- _PROMPT 1_:
Reproduce the passage of the article on virtual corporate training from "When shifting from" to "a learning curve.".
- _PROMPT 2_:
According to the article on virtual corporate training, which two Microsoft 365 tools does Travis Damgaard Campbell focus on turning into an integrated platform for corporate training?
- _PROMPT 3_:
Resume the article on virtual corporate training, carrying it on past its final sentence.

By Travis Damgaard Campbell, Senior Business Manager
Travis Damgaard Campbell is a Microsoft 365 specialist focused on turning Microsoft Teams and SharePoint Online into an integrated platform for corporate training. Travis strives to maintain a growth mindset and loves working with the Learning & Development community in his role as Senior Business Manager at LMS365.
As the world continues to adjust to flexible work styles and hybrid business environments, companies have been forced to find new ways of operating. These moves towards new technologies, tools and methods have only increased the importance of corporate learning and training. But much like we’ve seen with other aspects of working remotely, switching from in-person to virtual instruction comes with its own set of challenges that must be overcome.
By making the proper adjustments for online learning rather than just trying to do the exact same thing in a different venue, ensuring you truly understand the nuances and various requirements of virtual learning, you’ll go a long way toward assuring your training is effective and that your own time and effort is maximized.
When shifting from doing something the way that you always have—in this case, teaching in person—to a new way of doing things— such as providing instruction remotely or virtually—there will always be a learning curve.

- _GIVEN DATA_:
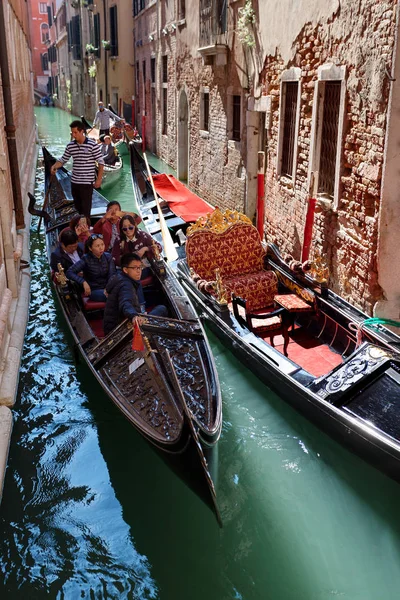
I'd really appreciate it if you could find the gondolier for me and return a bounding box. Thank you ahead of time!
[51,121,104,217]
[93,102,124,135]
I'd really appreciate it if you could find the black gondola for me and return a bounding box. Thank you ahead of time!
[178,209,400,480]
[31,148,222,519]
[126,147,400,480]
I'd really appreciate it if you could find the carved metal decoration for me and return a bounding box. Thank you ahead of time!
[186,208,252,237]
[315,345,392,398]
[215,269,228,306]
[102,348,181,440]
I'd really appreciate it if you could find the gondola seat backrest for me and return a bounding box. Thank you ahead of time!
[186,209,278,311]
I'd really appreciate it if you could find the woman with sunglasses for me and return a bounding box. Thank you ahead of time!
[112,215,162,279]
[67,233,116,302]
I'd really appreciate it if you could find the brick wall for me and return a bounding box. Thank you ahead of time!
[262,0,396,313]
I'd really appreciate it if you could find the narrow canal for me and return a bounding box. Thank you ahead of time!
[0,108,400,600]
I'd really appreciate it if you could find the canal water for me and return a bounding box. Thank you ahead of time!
[0,108,400,600]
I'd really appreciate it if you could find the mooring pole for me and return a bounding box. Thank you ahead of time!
[257,152,265,239]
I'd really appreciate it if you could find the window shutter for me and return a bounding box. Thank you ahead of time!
[93,13,101,58]
[110,6,118,56]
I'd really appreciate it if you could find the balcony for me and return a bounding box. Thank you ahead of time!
[198,0,228,65]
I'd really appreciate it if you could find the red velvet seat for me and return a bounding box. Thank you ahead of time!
[82,298,106,310]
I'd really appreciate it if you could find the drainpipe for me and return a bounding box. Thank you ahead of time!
[103,0,108,103]
[0,1,25,229]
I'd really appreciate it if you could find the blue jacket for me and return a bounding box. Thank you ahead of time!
[104,272,144,335]
[50,244,85,271]
[67,252,116,290]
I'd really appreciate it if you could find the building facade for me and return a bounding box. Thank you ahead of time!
[133,0,400,319]
[0,0,37,491]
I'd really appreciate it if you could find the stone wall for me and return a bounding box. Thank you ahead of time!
[262,0,396,313]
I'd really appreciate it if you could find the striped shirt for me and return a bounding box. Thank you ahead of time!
[60,138,104,184]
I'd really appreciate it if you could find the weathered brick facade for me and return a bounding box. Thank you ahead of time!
[262,1,397,313]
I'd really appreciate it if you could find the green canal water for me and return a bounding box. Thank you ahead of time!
[0,108,400,600]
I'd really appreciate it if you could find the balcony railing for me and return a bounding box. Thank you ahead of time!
[200,0,227,47]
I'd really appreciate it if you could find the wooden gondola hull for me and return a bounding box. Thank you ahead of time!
[31,149,222,519]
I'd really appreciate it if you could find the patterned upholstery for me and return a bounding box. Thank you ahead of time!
[186,223,265,280]
[186,222,278,311]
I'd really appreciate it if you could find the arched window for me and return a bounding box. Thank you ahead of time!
[40,23,49,44]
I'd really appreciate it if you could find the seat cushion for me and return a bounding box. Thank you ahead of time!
[83,298,106,310]
[223,271,278,312]
[186,223,265,281]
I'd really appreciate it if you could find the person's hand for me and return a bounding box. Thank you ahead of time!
[136,246,149,258]
[83,281,92,298]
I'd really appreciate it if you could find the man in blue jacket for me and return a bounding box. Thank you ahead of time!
[104,253,168,335]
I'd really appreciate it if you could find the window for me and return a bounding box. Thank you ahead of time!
[317,81,341,197]
[110,6,118,56]
[40,52,49,71]
[232,96,241,142]
[200,90,210,131]
[162,55,168,83]
[162,87,168,135]
[309,64,346,207]
[178,0,186,20]
[71,15,82,60]
[93,13,101,58]
[40,23,50,44]
[276,67,301,180]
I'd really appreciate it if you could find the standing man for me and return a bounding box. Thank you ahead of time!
[51,121,104,217]
[93,102,125,135]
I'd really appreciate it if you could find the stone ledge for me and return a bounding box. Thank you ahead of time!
[0,406,13,502]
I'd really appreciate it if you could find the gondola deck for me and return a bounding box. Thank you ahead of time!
[31,148,222,520]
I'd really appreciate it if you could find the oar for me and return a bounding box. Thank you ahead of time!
[143,152,178,262]
[37,175,55,233]
[162,348,222,527]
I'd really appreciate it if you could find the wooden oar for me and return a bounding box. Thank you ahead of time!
[37,175,55,233]
[143,152,178,262]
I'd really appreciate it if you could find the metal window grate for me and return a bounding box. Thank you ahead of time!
[203,92,210,131]
[232,96,241,142]
[318,81,341,197]
[281,81,299,177]
[162,54,168,83]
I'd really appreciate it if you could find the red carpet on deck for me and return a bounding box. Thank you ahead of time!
[266,329,343,377]
[153,173,214,223]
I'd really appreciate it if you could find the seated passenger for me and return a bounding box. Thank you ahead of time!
[93,200,122,252]
[101,135,117,165]
[50,228,84,271]
[69,215,91,244]
[104,254,168,335]
[67,233,116,302]
[112,215,162,279]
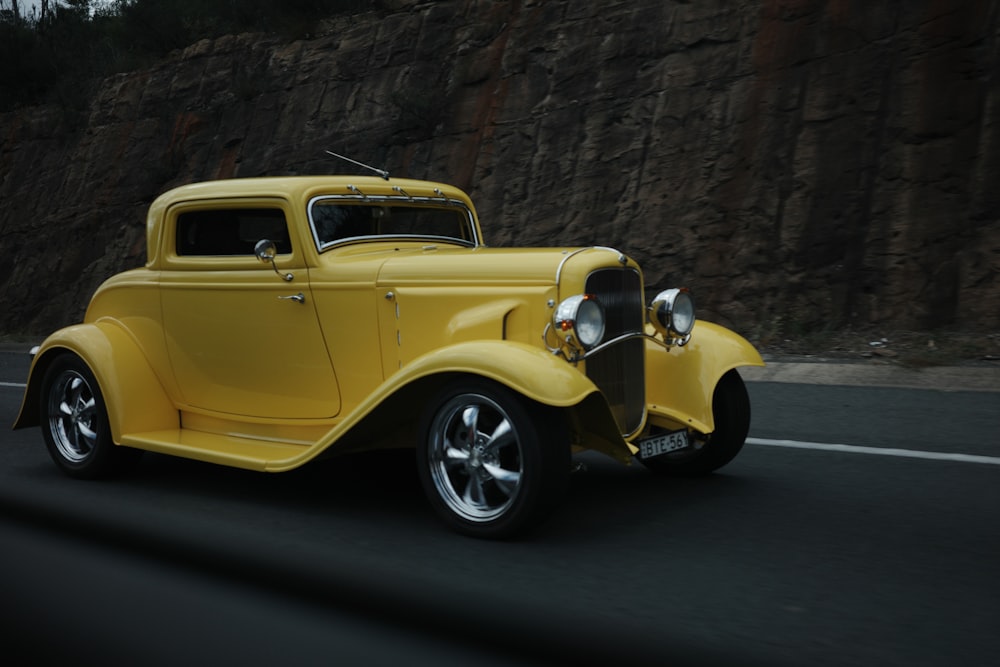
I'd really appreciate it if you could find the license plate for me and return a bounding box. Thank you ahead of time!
[636,429,689,459]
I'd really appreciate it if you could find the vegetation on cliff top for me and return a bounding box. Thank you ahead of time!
[0,0,370,111]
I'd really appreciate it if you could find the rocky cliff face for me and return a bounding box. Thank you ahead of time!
[0,0,1000,336]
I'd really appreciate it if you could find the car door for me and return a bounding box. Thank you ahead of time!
[160,200,340,419]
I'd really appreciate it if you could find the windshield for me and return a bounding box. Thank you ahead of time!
[309,197,476,250]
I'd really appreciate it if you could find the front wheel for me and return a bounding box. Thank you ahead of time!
[40,354,142,479]
[417,379,570,538]
[640,370,750,477]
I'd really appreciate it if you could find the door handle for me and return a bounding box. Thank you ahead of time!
[278,292,306,303]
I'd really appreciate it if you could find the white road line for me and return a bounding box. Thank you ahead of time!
[746,438,1000,466]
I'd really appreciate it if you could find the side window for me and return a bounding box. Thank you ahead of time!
[177,208,292,257]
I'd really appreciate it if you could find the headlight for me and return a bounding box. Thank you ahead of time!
[649,287,694,338]
[552,294,604,350]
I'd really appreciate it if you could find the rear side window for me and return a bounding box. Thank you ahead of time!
[177,208,292,257]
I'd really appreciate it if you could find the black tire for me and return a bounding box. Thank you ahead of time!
[640,370,750,477]
[39,354,142,479]
[417,378,570,539]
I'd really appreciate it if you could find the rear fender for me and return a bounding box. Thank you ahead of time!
[14,319,179,443]
[646,320,764,433]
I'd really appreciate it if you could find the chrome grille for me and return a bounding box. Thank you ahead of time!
[586,267,646,434]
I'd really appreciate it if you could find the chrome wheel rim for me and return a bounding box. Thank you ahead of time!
[427,394,523,523]
[48,370,98,463]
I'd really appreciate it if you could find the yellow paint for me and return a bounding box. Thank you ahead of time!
[15,177,763,471]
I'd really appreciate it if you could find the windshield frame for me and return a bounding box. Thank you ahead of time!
[306,195,482,253]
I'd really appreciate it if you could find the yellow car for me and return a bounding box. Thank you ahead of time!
[15,176,763,538]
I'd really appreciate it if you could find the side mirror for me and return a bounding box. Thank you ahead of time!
[253,239,295,283]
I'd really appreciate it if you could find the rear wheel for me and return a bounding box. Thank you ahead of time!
[417,379,570,538]
[640,370,750,477]
[40,354,142,479]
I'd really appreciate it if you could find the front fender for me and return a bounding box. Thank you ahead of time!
[646,320,764,433]
[14,319,179,443]
[266,340,630,472]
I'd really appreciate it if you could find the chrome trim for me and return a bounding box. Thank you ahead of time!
[306,197,484,253]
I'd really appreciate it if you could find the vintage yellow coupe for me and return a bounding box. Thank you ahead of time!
[15,176,763,537]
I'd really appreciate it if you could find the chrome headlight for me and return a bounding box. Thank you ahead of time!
[552,294,604,350]
[649,287,694,338]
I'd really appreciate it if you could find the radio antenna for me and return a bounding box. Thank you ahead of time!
[327,151,389,181]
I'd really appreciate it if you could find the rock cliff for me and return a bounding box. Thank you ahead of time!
[0,0,1000,337]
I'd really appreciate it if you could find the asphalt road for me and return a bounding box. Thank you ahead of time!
[0,353,1000,667]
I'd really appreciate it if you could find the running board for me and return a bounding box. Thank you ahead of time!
[121,429,309,472]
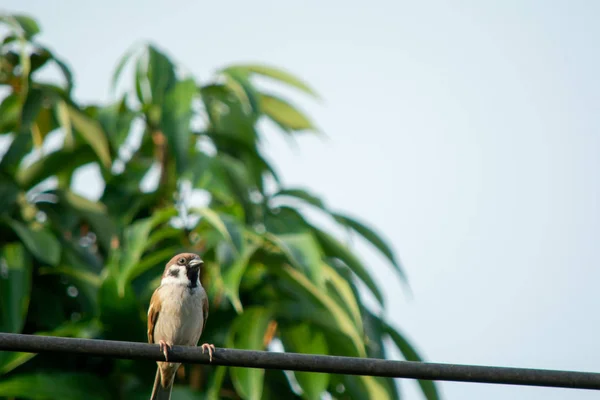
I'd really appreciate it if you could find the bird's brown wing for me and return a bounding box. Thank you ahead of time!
[202,296,208,331]
[148,289,161,343]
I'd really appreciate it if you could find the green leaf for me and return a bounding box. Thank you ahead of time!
[273,265,366,357]
[0,93,21,133]
[46,49,73,95]
[221,67,260,114]
[231,64,319,98]
[68,106,111,168]
[200,84,258,145]
[0,14,40,39]
[98,273,147,342]
[160,79,197,175]
[190,207,239,250]
[266,233,324,287]
[260,94,317,131]
[97,95,136,149]
[227,307,271,400]
[6,218,61,266]
[281,324,329,400]
[362,307,399,399]
[380,320,440,400]
[0,243,31,332]
[21,89,44,130]
[57,190,117,251]
[0,179,20,215]
[0,322,97,375]
[115,208,177,288]
[0,131,33,175]
[313,228,384,306]
[15,146,96,189]
[343,375,395,400]
[0,373,113,400]
[321,263,363,332]
[221,239,259,313]
[147,46,175,105]
[110,45,139,92]
[334,214,406,281]
[273,188,326,211]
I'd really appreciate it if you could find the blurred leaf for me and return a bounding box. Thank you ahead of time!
[97,96,136,149]
[221,67,260,114]
[261,369,302,400]
[200,84,257,145]
[334,214,406,281]
[206,365,227,400]
[231,64,319,98]
[0,14,40,39]
[45,49,73,95]
[0,243,31,332]
[344,375,395,400]
[281,324,329,400]
[0,175,20,215]
[190,207,240,251]
[273,188,327,211]
[313,228,384,306]
[111,208,177,288]
[58,191,117,250]
[0,131,32,174]
[21,89,44,130]
[69,107,111,168]
[227,307,271,400]
[160,79,196,175]
[98,274,147,342]
[0,373,113,400]
[266,233,325,287]
[110,45,138,91]
[274,265,366,357]
[380,320,440,400]
[321,263,363,332]
[260,94,317,131]
[16,146,96,189]
[147,46,175,105]
[6,218,61,266]
[0,322,97,375]
[0,93,21,133]
[221,239,259,313]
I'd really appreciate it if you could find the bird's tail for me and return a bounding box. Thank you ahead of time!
[150,368,175,400]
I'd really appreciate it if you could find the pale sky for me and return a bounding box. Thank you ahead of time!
[3,0,600,400]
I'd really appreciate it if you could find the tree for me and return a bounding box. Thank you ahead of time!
[0,15,438,399]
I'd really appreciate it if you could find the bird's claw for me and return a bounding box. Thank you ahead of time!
[158,340,171,361]
[200,343,215,362]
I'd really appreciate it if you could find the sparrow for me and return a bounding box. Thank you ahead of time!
[148,253,215,400]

- _ANSWER AREA 1_:
When shifting from doing something the way that you always have—in this case, teaching in person—to a new way of doing things— such as providing instruction remotely or virtually—there will always be a learning curve.

- _ANSWER AREA 2_:
Microsoft Teams and SharePoint Online.

- _ANSWER AREA 3_:
The trick, however, is to figure out which things you really need to be spending your time on and what would be better handled through technology. For example, an instructor shouldn’t be spending time and energy dealing with things like setting up meetings or sending calendar invitations; that time can be better spent on creating and preparing curriculum. These administrative tasks are perfect examples of things that need to be automated in order to stay efficient in this agile workspace.
It bears repeating that all the money you spend on new technology or solutions won’t mean a thing if they aren’t being used – let alone used effectively. When it comes to online learning, there are many tools available to help with making learning engaging and exciting. This includes everything from whiteboards to quizzes to gamification tools that help measure and enforce lessons in real time.
But remember that these tools aren’t a one-size-fits-all solution—you’re always going to need do some trial-and-error experimentation to determine what the right tool for your organization and your training is. This is why it’s key to ensure you are using the right tool for your organizational needs, which can best be determined by mapping out your company’s training requirements before going technology shopping.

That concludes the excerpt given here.